PROVIDED ENTRIES =
------------------------

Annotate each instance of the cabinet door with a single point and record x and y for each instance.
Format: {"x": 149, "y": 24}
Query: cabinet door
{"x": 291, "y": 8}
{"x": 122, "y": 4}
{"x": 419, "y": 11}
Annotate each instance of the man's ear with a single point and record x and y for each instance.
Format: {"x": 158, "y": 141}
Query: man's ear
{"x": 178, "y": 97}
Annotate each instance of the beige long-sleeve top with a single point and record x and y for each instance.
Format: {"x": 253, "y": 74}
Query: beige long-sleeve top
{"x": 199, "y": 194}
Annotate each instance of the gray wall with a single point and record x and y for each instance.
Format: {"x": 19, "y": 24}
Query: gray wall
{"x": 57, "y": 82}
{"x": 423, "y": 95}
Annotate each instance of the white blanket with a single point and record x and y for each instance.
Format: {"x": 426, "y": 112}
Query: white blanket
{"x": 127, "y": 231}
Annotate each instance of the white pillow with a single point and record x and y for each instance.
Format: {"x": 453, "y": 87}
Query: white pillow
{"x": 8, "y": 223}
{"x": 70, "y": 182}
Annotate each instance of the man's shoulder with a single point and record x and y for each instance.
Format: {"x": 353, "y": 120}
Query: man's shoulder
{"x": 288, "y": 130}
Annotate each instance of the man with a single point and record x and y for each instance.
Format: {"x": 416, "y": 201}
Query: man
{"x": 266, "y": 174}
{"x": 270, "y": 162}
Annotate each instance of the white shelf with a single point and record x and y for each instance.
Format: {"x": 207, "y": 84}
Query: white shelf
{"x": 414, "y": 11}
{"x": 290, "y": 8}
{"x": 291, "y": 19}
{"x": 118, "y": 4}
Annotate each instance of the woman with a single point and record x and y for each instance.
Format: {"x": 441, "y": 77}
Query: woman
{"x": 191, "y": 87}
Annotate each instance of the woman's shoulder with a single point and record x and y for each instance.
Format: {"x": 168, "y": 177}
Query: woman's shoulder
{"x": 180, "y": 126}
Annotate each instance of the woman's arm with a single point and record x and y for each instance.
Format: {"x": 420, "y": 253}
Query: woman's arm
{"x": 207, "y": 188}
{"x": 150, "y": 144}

------------------------

EXERCISE GOAL = Reproduce each entry word for word.

SOLUTION BELOW =
Annotate each instance of the cabinet door with a single point and record x and y for each instance.
Format: {"x": 149, "y": 24}
Query: cabinet door
{"x": 291, "y": 8}
{"x": 122, "y": 4}
{"x": 419, "y": 11}
Annotate each instance of the man's ear with a single point and record x and y for each instance.
Format: {"x": 158, "y": 141}
Query: man's ear
{"x": 178, "y": 97}
Annotate each instance of the beige long-sleeve top with a single point and record x and y for each instance.
Format: {"x": 253, "y": 74}
Query: beige long-sleeve top
{"x": 199, "y": 194}
Annotate each instance of the gray wall with a single point and record x and y for each instance.
Format: {"x": 19, "y": 24}
Query: gray wall
{"x": 57, "y": 82}
{"x": 423, "y": 95}
Annotate each instance of the white blanket with a single point and record x and y for each instance.
Format: {"x": 426, "y": 112}
Query: white blanket
{"x": 127, "y": 231}
Annotate each instance of the white pillow with a single point and record x and y for each instance.
Format: {"x": 453, "y": 87}
Query: white pillow
{"x": 8, "y": 223}
{"x": 70, "y": 182}
Annotate each instance of the man's shoulder with a single point and record x and y for each instance.
Format: {"x": 353, "y": 120}
Query: man's shoulder
{"x": 288, "y": 130}
Annotate each instance of the man with a single point and record x and y for each instance.
Format: {"x": 416, "y": 201}
Query: man
{"x": 266, "y": 174}
{"x": 270, "y": 162}
Annotate each instance of the white shelf with a single point and record x and y for each instance.
Format: {"x": 207, "y": 84}
Query: white shelf
{"x": 414, "y": 11}
{"x": 290, "y": 8}
{"x": 291, "y": 19}
{"x": 118, "y": 4}
Annotate each instance of the woman with a single point and record x and y for each instance.
Format: {"x": 441, "y": 77}
Query: woman
{"x": 191, "y": 87}
Annotate each instance of the woman's shoulder with a single point and record x and y for each instance.
Format: {"x": 168, "y": 177}
Query: woman's shoulder
{"x": 180, "y": 126}
Annotate each instance of the woman's arm with a single point and record x and y for each instance.
Format: {"x": 420, "y": 253}
Query: woman's arm
{"x": 207, "y": 188}
{"x": 150, "y": 144}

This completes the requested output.